==== ESTRATTO DELLA FONTE

Nessuno avrebbe potuto arrivare a questo punto da solo.

Con un tempismo drammatico, inizia la guerra umana. Possiamo quasi sentire le bombe cadere e adesso, forse, ci rendiamo conto di cosa vuol dire l’accadere di un evento straordinario nella quotidianità di popolazioni pacifiche, che come noi si aspetterebbero solo di andare ogni giorno a scuola e al lavoro, e che all’improvviso non possono più farlo perché rischiano la vita. Ma non è un virus a minacciarle: è la volontà di altri esseri umani. E’ una scelta razionale e ragionata, e riccamente motivata. Non sappiamo ancora bene perché in tanti sono morti per il Covid, non siamo certi della sua provenienza. Sappiamo forse perché in moltissimi sono morti e muoiono per le guerre, di cui forse non ci domandiamo abbastanza la provenienza?

Che cosa è successo oggi, ne stiamo parlando nelle riunioni?

Chi stava già lavorando nel 2001 ricorda il senso di straniamento nel continuare a lavorare con in sottofondo le immagini delle torri gemelle che bruciavano: quello che succedeva ci era emotivamente molto vicino, ma non abbastanza da farci interrompere le nostre quotidiane attività. I grandi eventi che ci coinvolgono, riguardano e stravolgono corrono spesso sullo sfondo della nostra società, quasi troppo enormi per essere notati, come la trama di un tessuto che ci avvolge interamente, diventando invisibile.

========
==== ESTRATTI DEI DATI

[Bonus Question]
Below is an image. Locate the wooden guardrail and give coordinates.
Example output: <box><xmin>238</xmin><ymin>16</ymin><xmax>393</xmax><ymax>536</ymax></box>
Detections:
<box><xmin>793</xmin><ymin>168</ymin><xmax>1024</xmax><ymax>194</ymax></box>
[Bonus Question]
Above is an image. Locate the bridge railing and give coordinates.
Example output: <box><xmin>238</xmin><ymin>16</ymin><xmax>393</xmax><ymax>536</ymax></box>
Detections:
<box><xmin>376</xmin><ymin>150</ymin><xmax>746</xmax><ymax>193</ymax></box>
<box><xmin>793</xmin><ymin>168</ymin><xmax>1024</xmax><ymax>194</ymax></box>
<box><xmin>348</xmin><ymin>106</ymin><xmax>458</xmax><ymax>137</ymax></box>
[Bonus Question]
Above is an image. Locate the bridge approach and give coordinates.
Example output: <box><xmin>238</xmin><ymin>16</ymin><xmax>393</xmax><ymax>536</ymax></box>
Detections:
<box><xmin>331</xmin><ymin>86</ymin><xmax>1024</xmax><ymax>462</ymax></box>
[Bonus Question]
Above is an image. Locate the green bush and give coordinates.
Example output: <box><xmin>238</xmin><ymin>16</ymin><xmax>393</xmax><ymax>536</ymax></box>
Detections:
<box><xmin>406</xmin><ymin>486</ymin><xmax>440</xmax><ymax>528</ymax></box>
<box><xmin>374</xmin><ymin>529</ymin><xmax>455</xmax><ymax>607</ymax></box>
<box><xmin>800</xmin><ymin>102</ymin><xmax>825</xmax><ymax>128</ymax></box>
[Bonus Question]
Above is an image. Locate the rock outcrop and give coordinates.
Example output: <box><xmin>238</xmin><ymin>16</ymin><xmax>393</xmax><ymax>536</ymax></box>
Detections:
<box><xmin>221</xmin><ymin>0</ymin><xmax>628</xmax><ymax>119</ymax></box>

========

◆ I TUOI COMPITI ◆
**a)** Nel testo sulla guerra e il Covid, che cosa minaccia le popolazioni pacifiche al posto di un virus?
**b)** Ricopia il brano del testo sulla guerra e il Covid partendo dalle parole "Nessuno avrebbe potuto" e fermandoti dopo "abbastanza la provenienza?".
**c)** Prosegui il testo sulla guerra e il Covid dopo l'ultima frase riportata.

◆ RISPOSTE ALL'ESERCIZIO ◆
**a)** La volontà di altri esseri umani.

**b)**
Nessuno avrebbe potuto arrivare a questo punto da solo.

Con un tempismo drammatico, inizia la guerra umana. Possiamo quasi sentire le bombe cadere e adesso, forse, ci rendiamo conto di cosa vuol dire l’accadere di un evento straordinario nella quotidianità di popolazioni pacifiche, che come noi si aspetterebbero solo di andare ogni giorno a scuola e al lavoro, e che all’improvviso non possono più farlo perché rischiano la vita. Ma non è un virus a minacciarle: è la volontà di altri esseri umani. E’ una scelta razionale e ragionata, e riccamente motivata. Non sappiamo ancora bene perché in tanti sono morti per il Covid, non siamo certi della sua provenienza. Sappiamo forse perché in moltissimi sono morti e muoiono per le guerre, di cui forse non ci domandiamo abbastanza la provenienza?

**c)**
Poi succede che una persona si mostri che piange via Zoom, durante una riunione con persone di tutta Europa. Non spegne la telecamera, non lascia la stanza virtuale, anzi: accende il microfono e spiega che è perché ha paura per le persone che ama, che piange perché c’è una guerra. La notizia che colpisce tutti e genera uno spontaneo minuto di silenzio non è la guerra, di cui si sapeva già, ma è il suo dolore manifesto.

Noi portiamo in giro tutte le nostre emozioni ogni giorno, nascoste in una tasca della camicia vicino al cuore, ma a volte la fatica di tenerle giù si rivela insostenibile, allora le facciamo uscire e le mostriamo agli altri, sperando che le maneggino con cura. Il pianto della collega polacca ci ha mostrato la guerra, i neuroni specchio che ci condannano all’empatia ci hanno inumidito gli occhi, e per un momento siamo stati tutti Europei, tutti sotto attacco, tutti addolorati – più nessuno da solo dietro alla sua telecamerina.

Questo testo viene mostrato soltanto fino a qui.